▶ [GIVEN EXERCISE]:
How many lines in the data below contain the string "birch"? Reply with the number alone.

▶ [DATA SHOWN]:
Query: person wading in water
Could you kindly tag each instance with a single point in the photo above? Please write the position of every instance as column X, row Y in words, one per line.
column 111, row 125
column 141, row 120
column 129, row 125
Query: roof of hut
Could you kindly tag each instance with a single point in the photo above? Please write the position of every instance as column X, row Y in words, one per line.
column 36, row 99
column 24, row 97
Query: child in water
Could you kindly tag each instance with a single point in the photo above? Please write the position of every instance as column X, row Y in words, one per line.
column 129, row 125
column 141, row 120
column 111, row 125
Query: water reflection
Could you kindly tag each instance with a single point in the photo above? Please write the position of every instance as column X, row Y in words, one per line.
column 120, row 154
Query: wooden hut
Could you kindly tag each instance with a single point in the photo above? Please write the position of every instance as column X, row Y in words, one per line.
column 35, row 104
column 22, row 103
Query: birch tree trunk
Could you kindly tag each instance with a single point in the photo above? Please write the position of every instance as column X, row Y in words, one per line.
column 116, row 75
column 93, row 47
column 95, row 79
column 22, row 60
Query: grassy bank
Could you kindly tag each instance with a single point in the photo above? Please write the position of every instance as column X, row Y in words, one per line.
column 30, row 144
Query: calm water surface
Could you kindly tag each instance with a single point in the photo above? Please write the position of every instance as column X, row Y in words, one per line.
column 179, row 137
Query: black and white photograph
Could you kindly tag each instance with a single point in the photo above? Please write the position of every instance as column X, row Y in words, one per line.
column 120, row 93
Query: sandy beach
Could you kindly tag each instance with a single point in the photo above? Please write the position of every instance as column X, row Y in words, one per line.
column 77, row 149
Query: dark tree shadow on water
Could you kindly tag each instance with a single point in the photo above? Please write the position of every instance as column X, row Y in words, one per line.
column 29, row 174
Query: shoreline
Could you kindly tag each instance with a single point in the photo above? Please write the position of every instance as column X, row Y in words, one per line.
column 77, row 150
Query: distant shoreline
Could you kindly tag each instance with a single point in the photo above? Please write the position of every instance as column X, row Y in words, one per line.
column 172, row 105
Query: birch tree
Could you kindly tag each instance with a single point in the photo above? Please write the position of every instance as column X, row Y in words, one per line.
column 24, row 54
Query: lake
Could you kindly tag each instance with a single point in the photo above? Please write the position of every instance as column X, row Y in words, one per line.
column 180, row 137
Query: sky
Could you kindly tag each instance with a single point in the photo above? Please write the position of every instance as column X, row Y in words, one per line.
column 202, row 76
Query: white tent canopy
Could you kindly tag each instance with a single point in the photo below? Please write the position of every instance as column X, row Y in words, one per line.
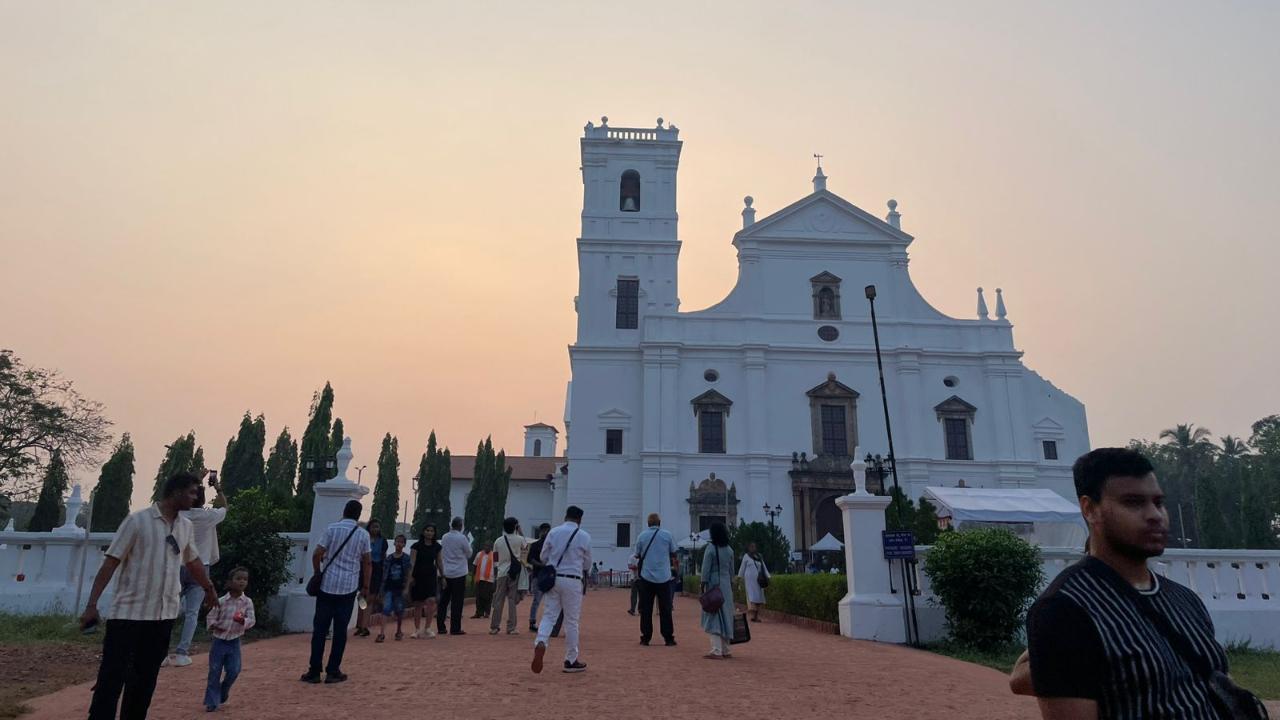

▶ [RESULT FOR THIS TASK]:
2